[BEGIN Text provided]
3. Fullness of the Past
- Redeemed mankind will feel the fullness of the past: “nothing that has ever happened should be regarded as lost for history.”
- All is relevant; nothing is major or minor.
- “Citable in all its moments:” creepy b/c you can’t let anything slip past you, must be responsible, prevent all awful stuff.
4. Secret Heliotropism
- Class struggle should be accompanied by “courage, humor, cunning, fortitude.”
- Doing so will cast retroactive judgment on past, transforming what the past looks like (sounds like Eliot’s tradition!)
- “a secret heliotropism” in which the past stretches towards the future
- in Thesis 6, he says “even the dead will not be safe from the enemy if he wins”
5. Image of the Past
- “The past can be seized only as an image which flashes up at the instant when it can be recognized and is never seen again.”
- “Where historical materialism cuts through historicism:” hist mat’s recognition that the past is one of our own concerns, and that this recognition is what makes it our “true past”
- The past disappears when you don’t see it in terms of your own present
6. Danger
- “to seize hold of a memory as it flashes up at a moment of danger” b/c danger “affects both the content of the tradition and its receivers”
- What’s the threat? To become “tool of the ruling classes,” so you must keep tradition away from conformism
7. Sad Historicists
- They empathizes w/victors, which “benefits the rulers,” letting you forget the trodden below the victors
- “There is no document of civilization which is not at the same time a document of barbarism”
- b/c think of the “anonymous toil” behind it, which you “cannot contemplate without horror”
[END Text provided]
[BEGIN Data extract]
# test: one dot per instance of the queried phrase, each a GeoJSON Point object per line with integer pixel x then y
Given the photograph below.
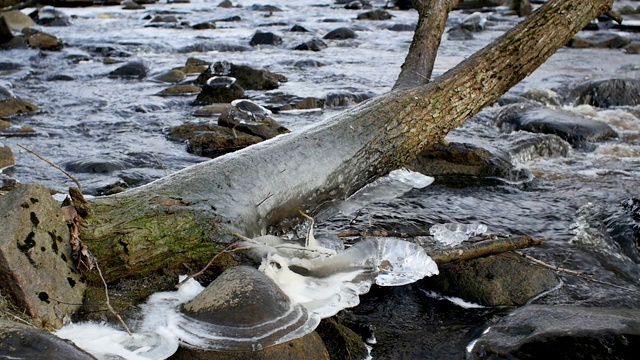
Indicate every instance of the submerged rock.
{"type": "Point", "coordinates": [504, 280]}
{"type": "Point", "coordinates": [35, 257]}
{"type": "Point", "coordinates": [578, 130]}
{"type": "Point", "coordinates": [25, 342]}
{"type": "Point", "coordinates": [561, 332]}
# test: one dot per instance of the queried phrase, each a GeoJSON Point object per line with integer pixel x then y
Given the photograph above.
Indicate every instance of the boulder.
{"type": "Point", "coordinates": [608, 93]}
{"type": "Point", "coordinates": [578, 130]}
{"type": "Point", "coordinates": [561, 332]}
{"type": "Point", "coordinates": [341, 33]}
{"type": "Point", "coordinates": [131, 70]}
{"type": "Point", "coordinates": [20, 341]}
{"type": "Point", "coordinates": [465, 164]}
{"type": "Point", "coordinates": [36, 264]}
{"type": "Point", "coordinates": [17, 20]}
{"type": "Point", "coordinates": [499, 280]}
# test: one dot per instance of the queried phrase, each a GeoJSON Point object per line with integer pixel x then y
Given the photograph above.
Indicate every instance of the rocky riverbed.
{"type": "Point", "coordinates": [121, 95]}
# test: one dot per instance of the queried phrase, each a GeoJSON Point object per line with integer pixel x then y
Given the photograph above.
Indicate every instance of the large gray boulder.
{"type": "Point", "coordinates": [561, 332]}
{"type": "Point", "coordinates": [36, 266]}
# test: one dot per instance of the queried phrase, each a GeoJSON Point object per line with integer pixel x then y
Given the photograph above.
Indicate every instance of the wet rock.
{"type": "Point", "coordinates": [265, 38]}
{"type": "Point", "coordinates": [599, 40]}
{"type": "Point", "coordinates": [459, 33]}
{"type": "Point", "coordinates": [211, 140]}
{"type": "Point", "coordinates": [264, 129]}
{"type": "Point", "coordinates": [298, 28]}
{"type": "Point", "coordinates": [561, 332]}
{"type": "Point", "coordinates": [40, 40]}
{"type": "Point", "coordinates": [180, 90]}
{"type": "Point", "coordinates": [96, 166]}
{"type": "Point", "coordinates": [578, 130]}
{"type": "Point", "coordinates": [50, 16]}
{"type": "Point", "coordinates": [341, 342]}
{"type": "Point", "coordinates": [12, 105]}
{"type": "Point", "coordinates": [130, 70]}
{"type": "Point", "coordinates": [21, 341]}
{"type": "Point", "coordinates": [219, 94]}
{"type": "Point", "coordinates": [246, 77]}
{"type": "Point", "coordinates": [377, 14]}
{"type": "Point", "coordinates": [340, 99]}
{"type": "Point", "coordinates": [341, 33]}
{"type": "Point", "coordinates": [35, 255]}
{"type": "Point", "coordinates": [608, 93]}
{"type": "Point", "coordinates": [171, 76]}
{"type": "Point", "coordinates": [16, 20]}
{"type": "Point", "coordinates": [402, 27]}
{"type": "Point", "coordinates": [6, 155]}
{"type": "Point", "coordinates": [504, 280]}
{"type": "Point", "coordinates": [314, 44]}
{"type": "Point", "coordinates": [465, 164]}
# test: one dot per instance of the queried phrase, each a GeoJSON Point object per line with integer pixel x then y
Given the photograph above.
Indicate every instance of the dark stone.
{"type": "Point", "coordinates": [265, 38]}
{"type": "Point", "coordinates": [21, 341]}
{"type": "Point", "coordinates": [599, 40]}
{"type": "Point", "coordinates": [561, 332]}
{"type": "Point", "coordinates": [340, 34]}
{"type": "Point", "coordinates": [465, 164]}
{"type": "Point", "coordinates": [265, 129]}
{"type": "Point", "coordinates": [608, 93]}
{"type": "Point", "coordinates": [500, 280]}
{"type": "Point", "coordinates": [576, 129]}
{"type": "Point", "coordinates": [377, 14]}
{"type": "Point", "coordinates": [314, 44]}
{"type": "Point", "coordinates": [212, 95]}
{"type": "Point", "coordinates": [130, 70]}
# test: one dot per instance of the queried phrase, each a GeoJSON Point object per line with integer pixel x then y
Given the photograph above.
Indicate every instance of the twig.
{"type": "Point", "coordinates": [580, 274]}
{"type": "Point", "coordinates": [106, 294]}
{"type": "Point", "coordinates": [51, 163]}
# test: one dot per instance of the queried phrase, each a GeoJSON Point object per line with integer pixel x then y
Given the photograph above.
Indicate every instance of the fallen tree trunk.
{"type": "Point", "coordinates": [184, 217]}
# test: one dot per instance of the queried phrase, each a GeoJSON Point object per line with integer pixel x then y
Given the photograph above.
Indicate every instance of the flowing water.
{"type": "Point", "coordinates": [569, 201]}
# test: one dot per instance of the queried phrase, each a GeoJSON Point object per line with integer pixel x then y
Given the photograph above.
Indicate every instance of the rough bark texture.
{"type": "Point", "coordinates": [180, 218]}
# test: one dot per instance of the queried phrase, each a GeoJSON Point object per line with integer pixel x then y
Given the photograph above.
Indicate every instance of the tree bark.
{"type": "Point", "coordinates": [185, 217]}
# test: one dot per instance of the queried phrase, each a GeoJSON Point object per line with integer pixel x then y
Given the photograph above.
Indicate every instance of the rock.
{"type": "Point", "coordinates": [171, 76]}
{"type": "Point", "coordinates": [43, 41]}
{"type": "Point", "coordinates": [341, 342]}
{"type": "Point", "coordinates": [576, 129]}
{"type": "Point", "coordinates": [314, 44]}
{"type": "Point", "coordinates": [50, 16]}
{"type": "Point", "coordinates": [246, 77]}
{"type": "Point", "coordinates": [21, 341]}
{"type": "Point", "coordinates": [131, 70]}
{"type": "Point", "coordinates": [180, 90]}
{"type": "Point", "coordinates": [402, 27]}
{"type": "Point", "coordinates": [608, 93]}
{"type": "Point", "coordinates": [341, 33]}
{"type": "Point", "coordinates": [465, 164]}
{"type": "Point", "coordinates": [265, 38]}
{"type": "Point", "coordinates": [377, 14]}
{"type": "Point", "coordinates": [264, 129]}
{"type": "Point", "coordinates": [459, 33]}
{"type": "Point", "coordinates": [219, 94]}
{"type": "Point", "coordinates": [298, 28]}
{"type": "Point", "coordinates": [561, 332]}
{"type": "Point", "coordinates": [6, 155]}
{"type": "Point", "coordinates": [504, 280]}
{"type": "Point", "coordinates": [17, 20]}
{"type": "Point", "coordinates": [35, 255]}
{"type": "Point", "coordinates": [599, 40]}
{"type": "Point", "coordinates": [211, 140]}
{"type": "Point", "coordinates": [632, 48]}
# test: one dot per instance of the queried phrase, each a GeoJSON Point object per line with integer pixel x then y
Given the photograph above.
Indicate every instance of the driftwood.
{"type": "Point", "coordinates": [185, 218]}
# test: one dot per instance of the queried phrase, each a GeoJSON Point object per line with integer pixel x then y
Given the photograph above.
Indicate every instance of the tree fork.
{"type": "Point", "coordinates": [187, 215]}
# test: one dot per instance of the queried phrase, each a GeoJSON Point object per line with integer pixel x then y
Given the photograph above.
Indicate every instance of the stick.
{"type": "Point", "coordinates": [52, 164]}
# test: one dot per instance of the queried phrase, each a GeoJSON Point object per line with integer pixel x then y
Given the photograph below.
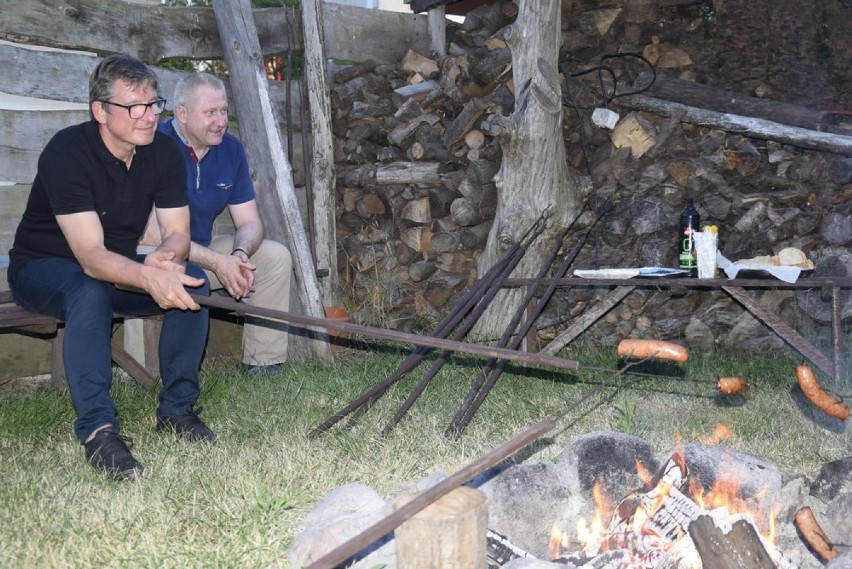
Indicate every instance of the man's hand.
[END Data extract]
### [Objective]
In the history notes, which four qualities should accompany class struggle? The data is separate material from the history notes.

### [Written reply]
Courage, humor, cunning, and fortitude.